Brief:
In the records below, some lines contain the word "referee". Copy each of them.

Records for processing:
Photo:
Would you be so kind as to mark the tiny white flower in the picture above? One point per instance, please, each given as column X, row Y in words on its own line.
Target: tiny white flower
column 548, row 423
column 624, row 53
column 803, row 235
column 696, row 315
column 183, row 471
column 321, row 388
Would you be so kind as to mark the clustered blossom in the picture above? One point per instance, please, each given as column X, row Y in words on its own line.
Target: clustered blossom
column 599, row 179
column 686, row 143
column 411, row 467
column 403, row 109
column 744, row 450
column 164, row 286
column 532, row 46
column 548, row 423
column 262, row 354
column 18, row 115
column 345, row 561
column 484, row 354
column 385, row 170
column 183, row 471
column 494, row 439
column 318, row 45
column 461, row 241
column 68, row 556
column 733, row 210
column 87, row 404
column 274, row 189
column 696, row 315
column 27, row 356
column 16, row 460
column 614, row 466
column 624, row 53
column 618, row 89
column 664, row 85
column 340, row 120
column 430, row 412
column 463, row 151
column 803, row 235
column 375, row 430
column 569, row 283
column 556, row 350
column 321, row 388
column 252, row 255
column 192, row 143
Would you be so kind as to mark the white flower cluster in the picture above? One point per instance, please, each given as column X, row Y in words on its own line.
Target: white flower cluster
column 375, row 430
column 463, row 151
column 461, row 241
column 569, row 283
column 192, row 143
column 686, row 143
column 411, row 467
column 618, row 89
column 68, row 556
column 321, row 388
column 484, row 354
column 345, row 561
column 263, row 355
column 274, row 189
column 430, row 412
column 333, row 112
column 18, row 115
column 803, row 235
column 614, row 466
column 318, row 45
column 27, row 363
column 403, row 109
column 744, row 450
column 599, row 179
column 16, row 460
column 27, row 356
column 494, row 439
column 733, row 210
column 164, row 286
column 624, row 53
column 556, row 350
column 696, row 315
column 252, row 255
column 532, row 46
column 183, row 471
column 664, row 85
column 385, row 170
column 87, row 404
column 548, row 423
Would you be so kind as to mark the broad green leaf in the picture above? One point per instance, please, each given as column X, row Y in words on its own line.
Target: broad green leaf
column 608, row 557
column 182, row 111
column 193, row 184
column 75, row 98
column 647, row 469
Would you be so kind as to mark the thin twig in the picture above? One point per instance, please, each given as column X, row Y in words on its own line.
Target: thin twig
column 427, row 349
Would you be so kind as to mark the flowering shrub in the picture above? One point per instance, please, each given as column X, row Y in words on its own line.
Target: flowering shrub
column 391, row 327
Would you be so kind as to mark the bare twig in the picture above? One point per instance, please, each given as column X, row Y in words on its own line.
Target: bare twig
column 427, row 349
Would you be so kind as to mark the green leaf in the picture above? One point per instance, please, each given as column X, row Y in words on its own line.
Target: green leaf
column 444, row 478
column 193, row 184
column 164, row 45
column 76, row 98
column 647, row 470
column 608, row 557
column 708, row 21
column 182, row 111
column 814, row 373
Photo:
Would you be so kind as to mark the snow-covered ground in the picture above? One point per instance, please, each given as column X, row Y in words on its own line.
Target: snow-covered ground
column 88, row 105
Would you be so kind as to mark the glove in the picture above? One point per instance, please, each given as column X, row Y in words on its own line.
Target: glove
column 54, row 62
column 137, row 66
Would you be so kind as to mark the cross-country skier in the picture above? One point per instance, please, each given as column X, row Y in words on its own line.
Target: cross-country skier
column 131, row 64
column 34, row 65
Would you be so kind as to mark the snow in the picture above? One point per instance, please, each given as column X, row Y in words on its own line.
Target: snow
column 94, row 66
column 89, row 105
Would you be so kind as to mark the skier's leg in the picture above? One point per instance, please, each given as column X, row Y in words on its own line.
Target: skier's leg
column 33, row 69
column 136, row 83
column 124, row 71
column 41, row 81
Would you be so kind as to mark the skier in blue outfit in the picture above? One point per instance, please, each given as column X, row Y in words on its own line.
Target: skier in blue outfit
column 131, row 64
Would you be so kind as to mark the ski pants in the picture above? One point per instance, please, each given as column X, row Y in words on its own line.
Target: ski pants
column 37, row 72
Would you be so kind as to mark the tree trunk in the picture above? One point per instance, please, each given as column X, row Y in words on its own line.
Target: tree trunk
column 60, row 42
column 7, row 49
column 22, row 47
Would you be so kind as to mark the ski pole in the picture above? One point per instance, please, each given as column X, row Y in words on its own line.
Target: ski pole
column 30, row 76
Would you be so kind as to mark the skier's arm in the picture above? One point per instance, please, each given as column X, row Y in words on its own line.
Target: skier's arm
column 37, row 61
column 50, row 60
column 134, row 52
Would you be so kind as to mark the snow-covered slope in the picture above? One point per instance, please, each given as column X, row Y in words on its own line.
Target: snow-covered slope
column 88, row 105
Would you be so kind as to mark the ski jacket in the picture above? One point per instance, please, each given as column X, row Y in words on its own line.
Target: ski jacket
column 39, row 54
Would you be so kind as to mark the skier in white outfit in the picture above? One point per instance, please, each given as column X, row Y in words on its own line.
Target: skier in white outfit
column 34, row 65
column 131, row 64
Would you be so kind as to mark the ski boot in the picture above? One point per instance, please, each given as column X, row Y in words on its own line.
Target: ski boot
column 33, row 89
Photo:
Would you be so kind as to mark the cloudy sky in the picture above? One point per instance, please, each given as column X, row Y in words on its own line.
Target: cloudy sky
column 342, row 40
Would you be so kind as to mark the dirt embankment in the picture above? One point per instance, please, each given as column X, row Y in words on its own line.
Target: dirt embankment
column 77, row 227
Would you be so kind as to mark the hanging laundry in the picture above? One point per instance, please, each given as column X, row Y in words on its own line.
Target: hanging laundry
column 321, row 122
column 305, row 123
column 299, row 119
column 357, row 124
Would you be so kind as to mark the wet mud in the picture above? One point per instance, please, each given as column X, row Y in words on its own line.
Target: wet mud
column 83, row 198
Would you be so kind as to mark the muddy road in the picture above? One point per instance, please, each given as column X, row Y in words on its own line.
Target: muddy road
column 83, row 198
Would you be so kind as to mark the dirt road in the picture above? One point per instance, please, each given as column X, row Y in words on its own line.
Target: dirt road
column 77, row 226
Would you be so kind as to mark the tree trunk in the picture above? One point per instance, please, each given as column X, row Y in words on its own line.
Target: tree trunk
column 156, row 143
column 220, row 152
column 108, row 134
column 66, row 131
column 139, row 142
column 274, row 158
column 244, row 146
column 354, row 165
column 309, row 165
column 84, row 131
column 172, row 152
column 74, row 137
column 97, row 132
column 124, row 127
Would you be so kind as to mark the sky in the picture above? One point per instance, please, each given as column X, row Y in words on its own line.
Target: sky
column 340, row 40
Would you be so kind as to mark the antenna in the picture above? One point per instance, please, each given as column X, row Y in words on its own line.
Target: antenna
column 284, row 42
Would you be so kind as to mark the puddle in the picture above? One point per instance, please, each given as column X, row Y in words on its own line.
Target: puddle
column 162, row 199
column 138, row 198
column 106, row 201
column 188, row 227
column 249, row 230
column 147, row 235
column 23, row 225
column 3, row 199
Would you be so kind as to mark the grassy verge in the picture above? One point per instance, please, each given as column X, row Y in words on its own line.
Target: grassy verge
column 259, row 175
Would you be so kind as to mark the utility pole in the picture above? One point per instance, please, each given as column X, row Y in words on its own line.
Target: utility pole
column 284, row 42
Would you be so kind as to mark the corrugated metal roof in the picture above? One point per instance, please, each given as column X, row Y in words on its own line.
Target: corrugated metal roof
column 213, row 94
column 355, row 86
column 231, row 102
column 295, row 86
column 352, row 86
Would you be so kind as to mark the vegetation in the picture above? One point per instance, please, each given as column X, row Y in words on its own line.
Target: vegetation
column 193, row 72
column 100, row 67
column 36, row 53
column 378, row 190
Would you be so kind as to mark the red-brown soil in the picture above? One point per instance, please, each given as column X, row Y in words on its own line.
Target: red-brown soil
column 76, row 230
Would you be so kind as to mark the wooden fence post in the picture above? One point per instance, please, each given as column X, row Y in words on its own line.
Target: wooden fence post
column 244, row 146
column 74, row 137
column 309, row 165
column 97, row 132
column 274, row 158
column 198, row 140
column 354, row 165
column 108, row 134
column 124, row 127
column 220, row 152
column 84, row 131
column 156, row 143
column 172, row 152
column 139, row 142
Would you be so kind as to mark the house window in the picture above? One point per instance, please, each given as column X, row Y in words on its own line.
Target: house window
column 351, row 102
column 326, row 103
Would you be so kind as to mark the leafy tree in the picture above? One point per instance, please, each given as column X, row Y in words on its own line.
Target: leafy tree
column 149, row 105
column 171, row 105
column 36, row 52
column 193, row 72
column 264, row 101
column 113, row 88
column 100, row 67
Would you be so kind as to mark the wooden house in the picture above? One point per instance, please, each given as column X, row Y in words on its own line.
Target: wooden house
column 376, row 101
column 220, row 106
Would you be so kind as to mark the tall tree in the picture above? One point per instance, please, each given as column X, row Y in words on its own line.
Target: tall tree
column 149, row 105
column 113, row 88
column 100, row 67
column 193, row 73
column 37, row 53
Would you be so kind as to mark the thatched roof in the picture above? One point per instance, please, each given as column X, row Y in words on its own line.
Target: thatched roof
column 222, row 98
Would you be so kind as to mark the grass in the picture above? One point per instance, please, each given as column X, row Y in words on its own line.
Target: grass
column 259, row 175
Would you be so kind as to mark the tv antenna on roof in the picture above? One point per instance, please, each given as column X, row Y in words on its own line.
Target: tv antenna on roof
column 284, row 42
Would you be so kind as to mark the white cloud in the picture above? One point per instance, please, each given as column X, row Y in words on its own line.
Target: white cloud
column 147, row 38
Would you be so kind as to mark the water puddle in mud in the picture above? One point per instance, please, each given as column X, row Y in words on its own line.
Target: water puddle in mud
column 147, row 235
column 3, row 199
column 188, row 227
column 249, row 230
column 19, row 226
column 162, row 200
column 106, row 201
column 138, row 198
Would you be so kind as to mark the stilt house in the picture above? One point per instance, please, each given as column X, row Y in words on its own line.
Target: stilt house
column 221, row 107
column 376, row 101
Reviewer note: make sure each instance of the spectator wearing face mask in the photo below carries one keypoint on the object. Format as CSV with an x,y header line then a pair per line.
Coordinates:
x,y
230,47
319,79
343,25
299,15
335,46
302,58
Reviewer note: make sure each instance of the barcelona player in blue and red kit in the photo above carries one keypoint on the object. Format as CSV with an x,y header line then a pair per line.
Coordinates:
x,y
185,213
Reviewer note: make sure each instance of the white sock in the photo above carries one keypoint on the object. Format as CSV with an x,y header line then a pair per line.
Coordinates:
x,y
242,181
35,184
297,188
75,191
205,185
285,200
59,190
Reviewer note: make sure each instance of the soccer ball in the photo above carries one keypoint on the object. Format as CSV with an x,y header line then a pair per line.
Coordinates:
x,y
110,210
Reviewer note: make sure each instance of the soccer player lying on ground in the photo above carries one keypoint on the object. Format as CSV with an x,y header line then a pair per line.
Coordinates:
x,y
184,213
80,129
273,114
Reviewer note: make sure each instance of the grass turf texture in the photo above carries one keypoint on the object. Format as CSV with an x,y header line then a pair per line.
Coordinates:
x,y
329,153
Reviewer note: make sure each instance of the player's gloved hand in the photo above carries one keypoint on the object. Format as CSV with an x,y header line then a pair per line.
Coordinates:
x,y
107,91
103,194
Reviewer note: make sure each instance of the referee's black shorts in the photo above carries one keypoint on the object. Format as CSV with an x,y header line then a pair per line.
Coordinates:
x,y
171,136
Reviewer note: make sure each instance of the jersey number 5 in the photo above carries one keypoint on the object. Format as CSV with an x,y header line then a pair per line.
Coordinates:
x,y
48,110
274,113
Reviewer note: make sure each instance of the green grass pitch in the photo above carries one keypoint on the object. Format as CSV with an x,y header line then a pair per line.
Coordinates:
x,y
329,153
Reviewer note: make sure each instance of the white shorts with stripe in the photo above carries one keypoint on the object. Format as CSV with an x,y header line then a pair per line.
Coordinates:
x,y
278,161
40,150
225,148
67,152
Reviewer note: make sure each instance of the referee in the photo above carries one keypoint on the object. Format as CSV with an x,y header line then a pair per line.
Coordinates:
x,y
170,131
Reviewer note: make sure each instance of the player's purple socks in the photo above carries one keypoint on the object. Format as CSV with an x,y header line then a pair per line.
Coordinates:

Result:
Reviewer note: make sure each instance of the referee's black shorts in the photo above carries one keypoint on the object. Format as CSV with an x,y header line then a pair per line.
Reviewer note: make sure each instance of the referee in the photo above carries one keypoint on the object. Format as CSV with an x,y header line then a pair per line.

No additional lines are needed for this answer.